====== Provided material ======
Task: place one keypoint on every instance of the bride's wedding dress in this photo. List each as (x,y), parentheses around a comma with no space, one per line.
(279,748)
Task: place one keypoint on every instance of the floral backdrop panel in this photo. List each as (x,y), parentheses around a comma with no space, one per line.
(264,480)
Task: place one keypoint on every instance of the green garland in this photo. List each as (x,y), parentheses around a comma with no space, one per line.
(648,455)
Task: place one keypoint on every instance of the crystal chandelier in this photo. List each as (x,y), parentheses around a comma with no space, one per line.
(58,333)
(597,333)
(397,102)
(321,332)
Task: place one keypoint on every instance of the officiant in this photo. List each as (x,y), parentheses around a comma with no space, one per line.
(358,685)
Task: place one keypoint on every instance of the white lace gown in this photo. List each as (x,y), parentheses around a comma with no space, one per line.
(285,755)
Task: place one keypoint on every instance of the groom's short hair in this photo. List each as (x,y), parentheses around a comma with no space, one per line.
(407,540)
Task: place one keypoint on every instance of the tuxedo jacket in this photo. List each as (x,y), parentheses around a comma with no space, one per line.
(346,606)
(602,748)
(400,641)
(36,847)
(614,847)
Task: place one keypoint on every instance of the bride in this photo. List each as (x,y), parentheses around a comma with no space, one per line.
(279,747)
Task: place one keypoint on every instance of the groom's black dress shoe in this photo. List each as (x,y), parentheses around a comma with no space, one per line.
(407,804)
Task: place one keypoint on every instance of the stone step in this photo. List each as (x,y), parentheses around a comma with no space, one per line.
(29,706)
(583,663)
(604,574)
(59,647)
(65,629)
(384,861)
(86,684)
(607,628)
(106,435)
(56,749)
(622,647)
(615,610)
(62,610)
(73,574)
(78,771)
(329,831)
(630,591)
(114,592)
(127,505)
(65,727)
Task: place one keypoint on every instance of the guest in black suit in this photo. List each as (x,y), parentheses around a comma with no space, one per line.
======
Your assignment:
The lines above need to be restated word for word, all of them.

Response to this exercise:
Task: place one keypoint on every instance of the bride's wedding dress in this photo. List each as (x,y), parentheses around a comma with no space, one per line.
(279,748)
Task: place one keypoint on every instance of the floral backdrop panel in this photo. List each as (x,y), parentheses around a comma with no space, one per line.
(264,480)
Task: place one keypoint on every instance of the green garland in this photo. List each as (x,y), parentheses around a comma with no space, one per line.
(648,455)
Task: place one keypoint on every instance of the crystal chandelier in this photo. List each as (x,y), parentheses around a comma with no space, one per line.
(58,333)
(597,333)
(397,102)
(321,332)
Task: place one keypoint on every instance of the officiant in this photo. List each as (x,y), parentheses around a comma with no space, one per line.
(358,685)
Task: place one keypoint on every instance of the white lace gown in this photo. List each as (x,y), parentheses around a comma with no space, one per line.
(285,755)
Task: place one keypoint on every instance of the groom's short hair in this photo. List each as (x,y), parentheses around a comma with no space, one per line.
(407,540)
Task: place one keypoint on every instance of the tuxedo jacket in this photo. List each as (x,y), parentheses around a comma with no space, one per line.
(346,606)
(602,748)
(400,641)
(36,847)
(614,847)
Task: place one keypoint on every instance of the bride in this photo. List each as (x,y), parentheses around a comma with no space, one per line.
(279,747)
Task: place one keypoint on every instance of the groom's black dress shoe in this photo. List each as (x,y), parentheses around a comma with no space, one per line.
(407,804)
Task: place one keypoint on every instance of the stone step in this photo. List each as (x,y), parentheses around a comma with no space, one per line.
(29,706)
(583,663)
(604,574)
(59,647)
(65,629)
(384,861)
(86,684)
(607,628)
(106,435)
(56,749)
(622,647)
(615,610)
(62,610)
(73,574)
(78,771)
(329,831)
(630,591)
(114,592)
(127,505)
(65,727)
Task: place one keypoint on every instance of the guest in black suit in this photo. List each as (x,y), parentheses around a comma with no space, one per line.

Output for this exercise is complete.